*INSTRUÇÕES E REQUISITOS*. Digite novamente, na íntegra e sem nenhuma alteração, o texto abaixo sobre a noite na pizzaria da Tijuca.

16.9.08

A TIJUCA EM ESTADO BRUTO

Meu apelo público (leiam aqui) surtiu efeito. Anteontem, domingo, marcamos às oito da noite na pizzaria O FORNO RIO, que fica numa belíssima casa na esquina da Doutor Satamini com a Domício da Gama. Marcamos e marcamos com pompa e circunstância: dona Mathilde, minha amada avó, do alto de seus 84 anos, entre os presentes, assim como meu sogro, o Comandante.

Chegamos e subimos ao segundo andar da pizzaria, a menina dos olhos do dono da casa. É você chegar lá e ouvir os apelos, ainda na calçada:

- Vamos ao segundo andar! Temos TV de plasma, ar-condicionado, adega climatizada, os pedidos são feitos através de palmtop, vamos?

Isso, para o tijucano, é sedutor. E vamos ao que eu vi.

Assim que chegamos ao segundo andar, um casal de noivos posava para fotografias. Chegamos no final da sessão de fotos, mas pude ver a última: os pombinhos de mãos dadas tendo entre eles a adega climatizada da casa, aberta! Foi espocar o flash e a clientela que lotava a pizzaria explodiu em aplausos e assobios histéricos.

Sentamos.

*TRECHO DOS DADOS*.
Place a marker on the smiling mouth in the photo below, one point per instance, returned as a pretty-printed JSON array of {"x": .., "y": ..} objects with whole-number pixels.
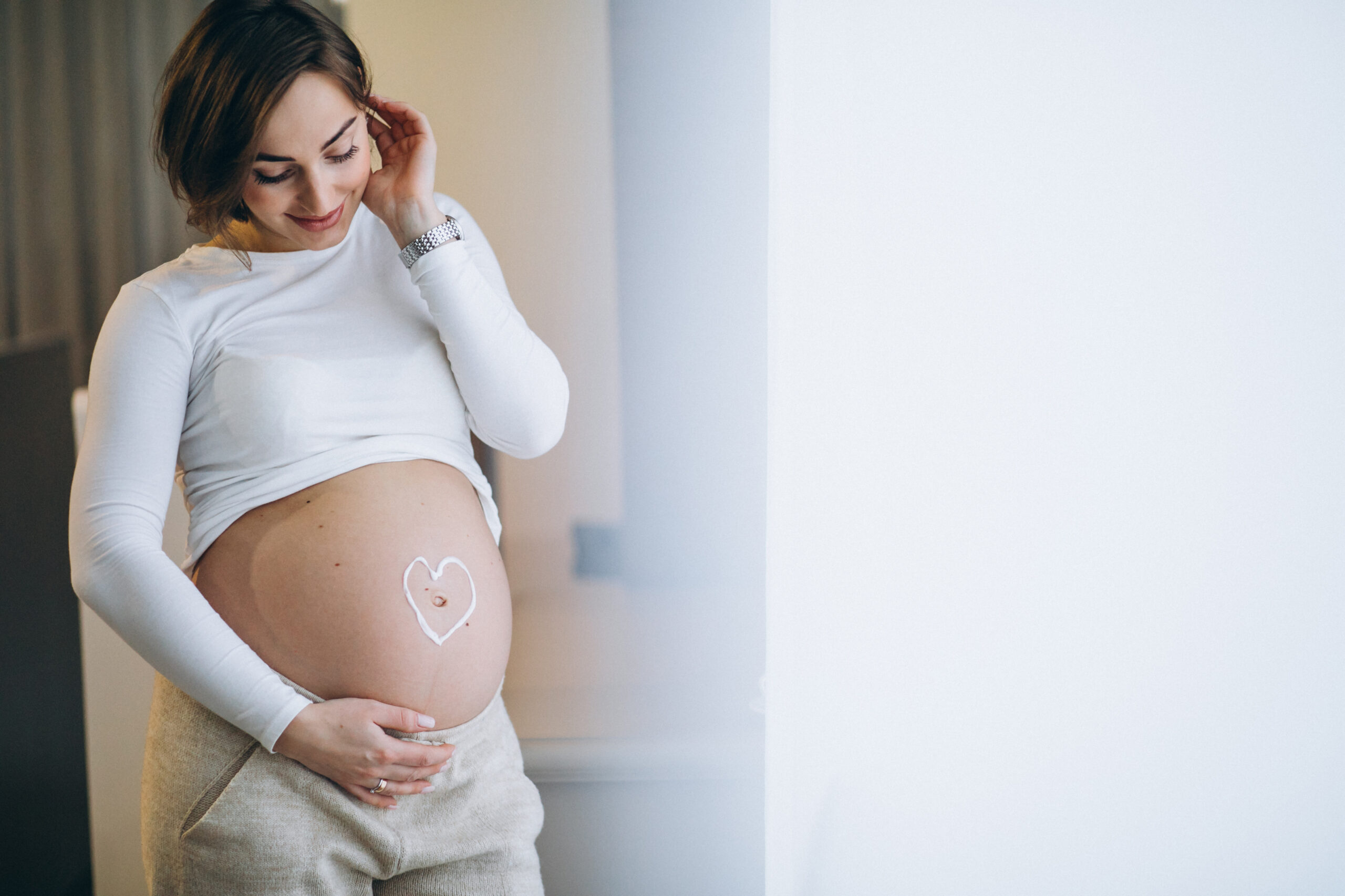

*RESPOSTA ELABORADA*.
16.9.08

A TIJUCA EM ESTADO BRUTO

Meu apelo público (leiam aqui) surtiu efeito. Anteontem, domingo, marcamos às oito da noite na pizzaria O FORNO RIO, que fica numa belíssima casa na esquina da Doutor Satamini com a Domício da Gama. Marcamos e marcamos com pompa e circunstância: dona Mathilde, minha amada avó, do alto de seus 84 anos, entre os presentes, assim como meu sogro, o Comandante.

Chegamos e subimos ao segundo andar da pizzaria, a menina dos olhos do dono da casa. É você chegar lá e ouvir os apelos, ainda na calçada:

- Vamos ao segundo andar! Temos TV de plasma, ar-condicionado, adega climatizada, os pedidos são feitos através de palmtop, vamos?

Isso, para o tijucano, é sedutor. E vamos ao que eu vi.

Assim que chegamos ao segundo andar, um casal de noivos posava para fotografias. Chegamos no final da sessão de fotos, mas pude ver a última: os pombinhos de mãos dadas tendo entre eles a adega climatizada da casa, aberta! Foi espocar o flash e a clientela que lotava a pizzaria explodiu em aplausos e assobios histéricos.

Sentamos.